*Task*
Report every line below that carries the word "water".

:: Material shown ::

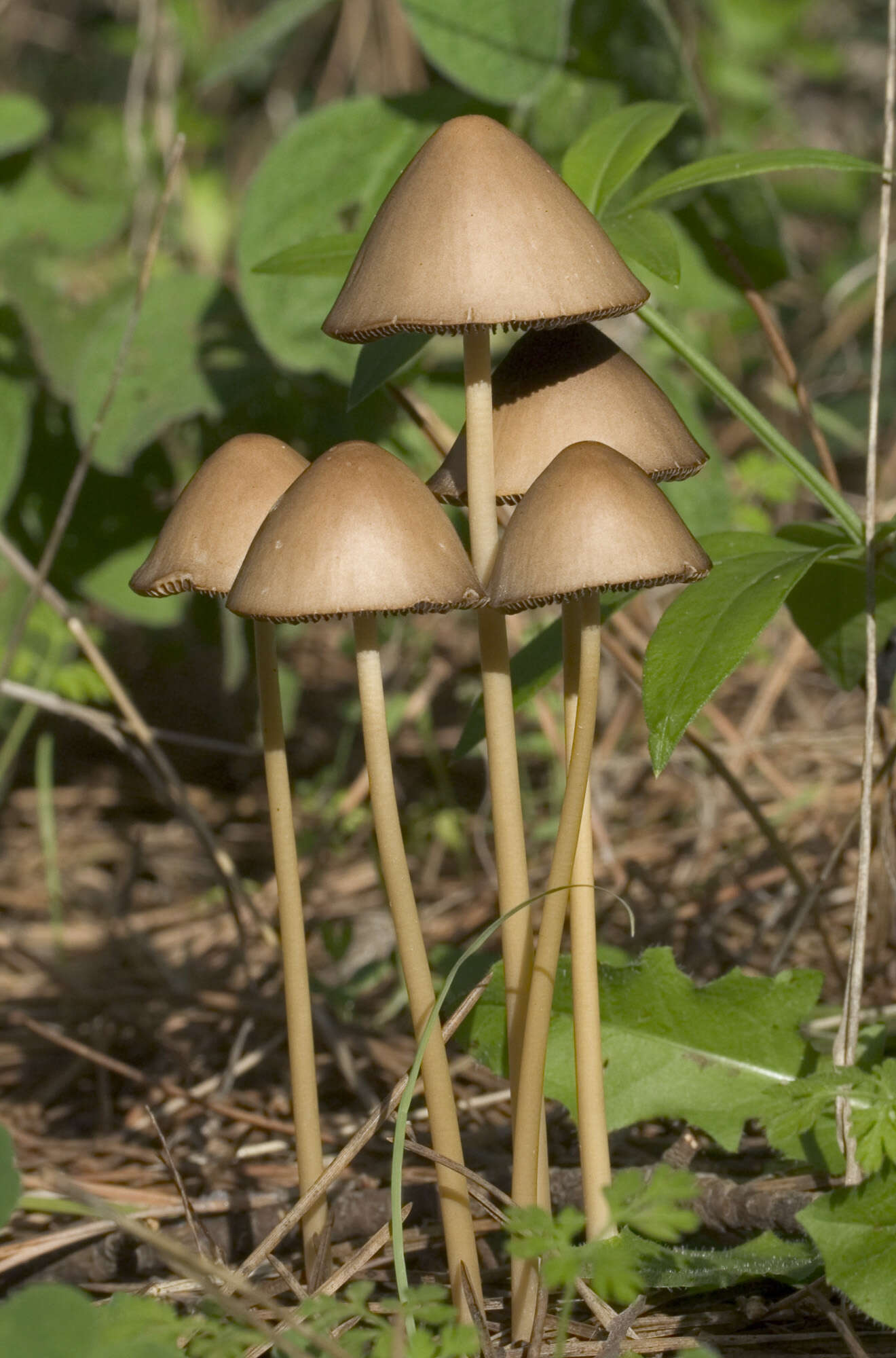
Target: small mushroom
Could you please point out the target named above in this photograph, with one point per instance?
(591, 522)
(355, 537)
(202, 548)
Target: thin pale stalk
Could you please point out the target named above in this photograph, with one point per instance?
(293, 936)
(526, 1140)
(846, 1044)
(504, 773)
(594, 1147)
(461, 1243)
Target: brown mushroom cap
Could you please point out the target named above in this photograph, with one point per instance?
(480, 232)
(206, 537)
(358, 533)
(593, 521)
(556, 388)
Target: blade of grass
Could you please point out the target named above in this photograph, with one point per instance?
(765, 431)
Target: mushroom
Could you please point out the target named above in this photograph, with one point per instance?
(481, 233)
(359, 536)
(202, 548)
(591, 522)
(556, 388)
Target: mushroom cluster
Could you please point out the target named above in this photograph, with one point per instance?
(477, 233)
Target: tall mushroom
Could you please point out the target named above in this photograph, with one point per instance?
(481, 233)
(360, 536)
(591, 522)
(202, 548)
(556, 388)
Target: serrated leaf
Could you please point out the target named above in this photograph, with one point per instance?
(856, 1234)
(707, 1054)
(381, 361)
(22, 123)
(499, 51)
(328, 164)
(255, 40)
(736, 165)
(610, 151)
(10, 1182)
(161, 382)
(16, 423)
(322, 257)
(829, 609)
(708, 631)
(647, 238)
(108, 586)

:::
:: Material shown ::

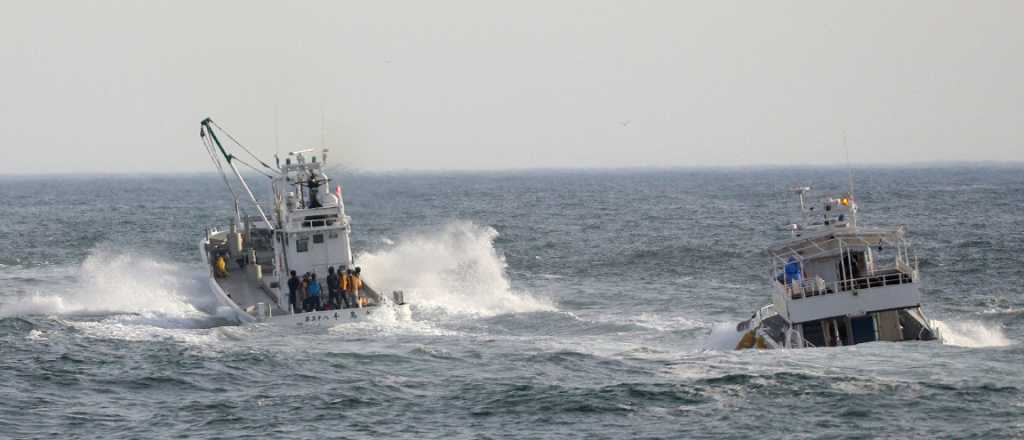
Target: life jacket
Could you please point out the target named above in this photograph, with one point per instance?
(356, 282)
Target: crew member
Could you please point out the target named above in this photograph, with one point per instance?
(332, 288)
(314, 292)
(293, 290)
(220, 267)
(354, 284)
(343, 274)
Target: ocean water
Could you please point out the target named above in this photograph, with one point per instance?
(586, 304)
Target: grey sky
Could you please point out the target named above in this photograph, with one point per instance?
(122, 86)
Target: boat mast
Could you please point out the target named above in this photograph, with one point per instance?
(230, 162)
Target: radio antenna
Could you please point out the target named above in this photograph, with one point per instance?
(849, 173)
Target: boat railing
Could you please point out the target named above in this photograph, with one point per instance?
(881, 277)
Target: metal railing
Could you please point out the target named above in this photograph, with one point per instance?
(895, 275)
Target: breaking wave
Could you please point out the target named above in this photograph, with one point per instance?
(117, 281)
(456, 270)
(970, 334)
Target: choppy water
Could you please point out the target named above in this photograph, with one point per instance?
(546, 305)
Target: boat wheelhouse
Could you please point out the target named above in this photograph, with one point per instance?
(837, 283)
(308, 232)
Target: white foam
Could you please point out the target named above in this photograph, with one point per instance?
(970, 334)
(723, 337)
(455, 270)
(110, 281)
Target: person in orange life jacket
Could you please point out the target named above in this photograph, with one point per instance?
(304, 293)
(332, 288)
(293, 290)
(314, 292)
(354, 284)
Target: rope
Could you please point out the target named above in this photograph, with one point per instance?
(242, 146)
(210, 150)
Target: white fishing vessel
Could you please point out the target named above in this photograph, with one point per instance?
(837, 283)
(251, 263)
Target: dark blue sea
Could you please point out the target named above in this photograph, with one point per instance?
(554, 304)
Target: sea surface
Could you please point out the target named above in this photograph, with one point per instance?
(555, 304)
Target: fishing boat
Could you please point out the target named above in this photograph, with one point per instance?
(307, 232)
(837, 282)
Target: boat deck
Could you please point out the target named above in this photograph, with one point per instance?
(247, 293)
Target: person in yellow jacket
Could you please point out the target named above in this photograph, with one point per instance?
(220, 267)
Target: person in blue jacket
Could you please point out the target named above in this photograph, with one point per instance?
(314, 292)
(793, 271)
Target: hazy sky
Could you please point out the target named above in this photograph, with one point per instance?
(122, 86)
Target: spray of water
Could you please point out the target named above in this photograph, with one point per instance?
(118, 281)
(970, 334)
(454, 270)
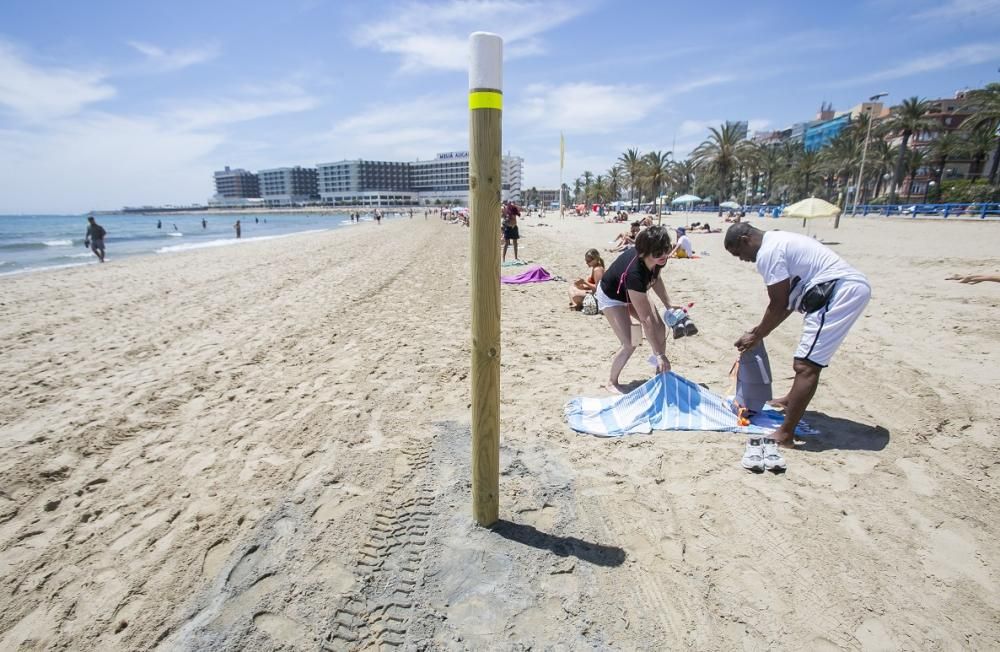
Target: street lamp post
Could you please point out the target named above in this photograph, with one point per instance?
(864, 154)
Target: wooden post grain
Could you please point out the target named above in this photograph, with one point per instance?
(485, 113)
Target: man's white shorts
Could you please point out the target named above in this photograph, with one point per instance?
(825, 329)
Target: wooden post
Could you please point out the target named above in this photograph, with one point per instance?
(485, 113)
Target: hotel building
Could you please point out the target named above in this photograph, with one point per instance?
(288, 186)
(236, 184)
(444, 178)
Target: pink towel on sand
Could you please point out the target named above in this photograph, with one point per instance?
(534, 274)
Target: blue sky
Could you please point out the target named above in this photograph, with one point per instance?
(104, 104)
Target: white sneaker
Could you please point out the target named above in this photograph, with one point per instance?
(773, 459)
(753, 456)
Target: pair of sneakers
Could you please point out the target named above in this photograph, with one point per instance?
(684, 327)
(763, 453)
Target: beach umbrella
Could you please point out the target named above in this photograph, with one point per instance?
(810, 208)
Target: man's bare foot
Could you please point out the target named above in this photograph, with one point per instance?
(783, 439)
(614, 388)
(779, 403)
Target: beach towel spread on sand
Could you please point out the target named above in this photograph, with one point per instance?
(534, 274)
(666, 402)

:::
:: Material shown ::

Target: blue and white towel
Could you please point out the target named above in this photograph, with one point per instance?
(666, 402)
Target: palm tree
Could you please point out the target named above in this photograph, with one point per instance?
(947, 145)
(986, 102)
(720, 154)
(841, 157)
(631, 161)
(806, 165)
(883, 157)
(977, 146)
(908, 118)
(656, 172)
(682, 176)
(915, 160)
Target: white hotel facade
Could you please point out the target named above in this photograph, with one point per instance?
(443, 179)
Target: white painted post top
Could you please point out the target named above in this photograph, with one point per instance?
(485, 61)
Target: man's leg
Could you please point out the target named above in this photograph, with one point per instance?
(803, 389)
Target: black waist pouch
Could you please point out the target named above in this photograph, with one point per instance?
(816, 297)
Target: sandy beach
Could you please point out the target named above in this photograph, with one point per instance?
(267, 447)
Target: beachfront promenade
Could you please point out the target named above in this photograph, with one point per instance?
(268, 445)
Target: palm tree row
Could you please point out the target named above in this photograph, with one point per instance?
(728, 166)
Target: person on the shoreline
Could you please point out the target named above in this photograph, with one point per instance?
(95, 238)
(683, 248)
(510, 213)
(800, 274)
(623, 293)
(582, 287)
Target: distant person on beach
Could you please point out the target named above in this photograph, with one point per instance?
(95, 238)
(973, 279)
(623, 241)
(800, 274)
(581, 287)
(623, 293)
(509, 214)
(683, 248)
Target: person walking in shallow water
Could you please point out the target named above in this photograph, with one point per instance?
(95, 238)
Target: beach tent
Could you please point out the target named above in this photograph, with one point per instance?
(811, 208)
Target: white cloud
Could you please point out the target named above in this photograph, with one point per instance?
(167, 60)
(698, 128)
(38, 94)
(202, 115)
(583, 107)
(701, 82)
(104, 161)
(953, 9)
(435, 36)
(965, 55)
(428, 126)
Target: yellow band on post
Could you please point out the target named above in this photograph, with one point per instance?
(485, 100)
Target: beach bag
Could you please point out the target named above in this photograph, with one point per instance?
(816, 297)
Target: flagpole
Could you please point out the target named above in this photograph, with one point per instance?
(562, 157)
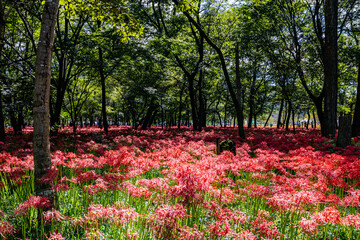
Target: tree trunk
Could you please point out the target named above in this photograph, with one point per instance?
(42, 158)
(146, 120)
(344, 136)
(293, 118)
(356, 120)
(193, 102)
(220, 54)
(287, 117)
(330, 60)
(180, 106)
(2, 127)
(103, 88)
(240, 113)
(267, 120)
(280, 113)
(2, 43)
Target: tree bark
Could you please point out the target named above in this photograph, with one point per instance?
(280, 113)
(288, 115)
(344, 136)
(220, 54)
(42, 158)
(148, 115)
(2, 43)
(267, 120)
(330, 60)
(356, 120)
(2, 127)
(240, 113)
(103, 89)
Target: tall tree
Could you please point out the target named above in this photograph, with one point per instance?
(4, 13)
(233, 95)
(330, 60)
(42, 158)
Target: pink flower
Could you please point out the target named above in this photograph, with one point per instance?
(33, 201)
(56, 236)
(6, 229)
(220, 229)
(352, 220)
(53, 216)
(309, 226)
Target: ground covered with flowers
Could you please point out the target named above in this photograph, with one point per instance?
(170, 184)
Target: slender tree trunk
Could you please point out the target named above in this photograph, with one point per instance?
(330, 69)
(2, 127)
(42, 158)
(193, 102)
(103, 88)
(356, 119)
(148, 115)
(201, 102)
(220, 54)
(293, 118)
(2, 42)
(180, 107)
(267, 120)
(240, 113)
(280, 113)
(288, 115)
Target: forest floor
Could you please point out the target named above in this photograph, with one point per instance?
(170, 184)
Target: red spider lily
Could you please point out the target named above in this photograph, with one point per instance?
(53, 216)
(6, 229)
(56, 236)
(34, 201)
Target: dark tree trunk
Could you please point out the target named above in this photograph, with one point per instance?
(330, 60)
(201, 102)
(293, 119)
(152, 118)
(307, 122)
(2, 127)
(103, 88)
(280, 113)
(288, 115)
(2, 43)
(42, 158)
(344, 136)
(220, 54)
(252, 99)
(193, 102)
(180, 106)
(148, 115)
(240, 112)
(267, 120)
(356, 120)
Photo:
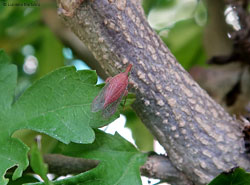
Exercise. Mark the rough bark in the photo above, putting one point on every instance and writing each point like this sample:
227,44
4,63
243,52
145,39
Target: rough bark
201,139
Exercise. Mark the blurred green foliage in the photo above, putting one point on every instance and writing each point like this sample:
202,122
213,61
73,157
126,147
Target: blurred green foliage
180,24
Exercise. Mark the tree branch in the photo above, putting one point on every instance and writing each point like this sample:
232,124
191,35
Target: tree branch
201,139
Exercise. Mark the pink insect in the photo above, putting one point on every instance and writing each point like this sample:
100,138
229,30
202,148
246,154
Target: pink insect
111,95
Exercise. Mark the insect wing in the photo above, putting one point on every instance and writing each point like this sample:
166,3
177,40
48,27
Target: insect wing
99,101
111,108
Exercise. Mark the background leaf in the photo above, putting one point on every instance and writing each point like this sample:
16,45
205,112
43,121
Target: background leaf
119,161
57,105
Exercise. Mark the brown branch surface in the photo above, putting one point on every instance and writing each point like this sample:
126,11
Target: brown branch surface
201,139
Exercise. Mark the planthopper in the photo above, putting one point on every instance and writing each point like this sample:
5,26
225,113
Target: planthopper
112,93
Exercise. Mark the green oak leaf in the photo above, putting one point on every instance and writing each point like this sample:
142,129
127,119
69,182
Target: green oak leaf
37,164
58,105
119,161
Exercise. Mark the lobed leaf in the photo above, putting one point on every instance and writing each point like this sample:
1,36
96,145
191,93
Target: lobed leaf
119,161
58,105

:::

*Expected answer*
Target: ocean water
Target: choppy water
Target: spray of water
Target: person walking in shallow water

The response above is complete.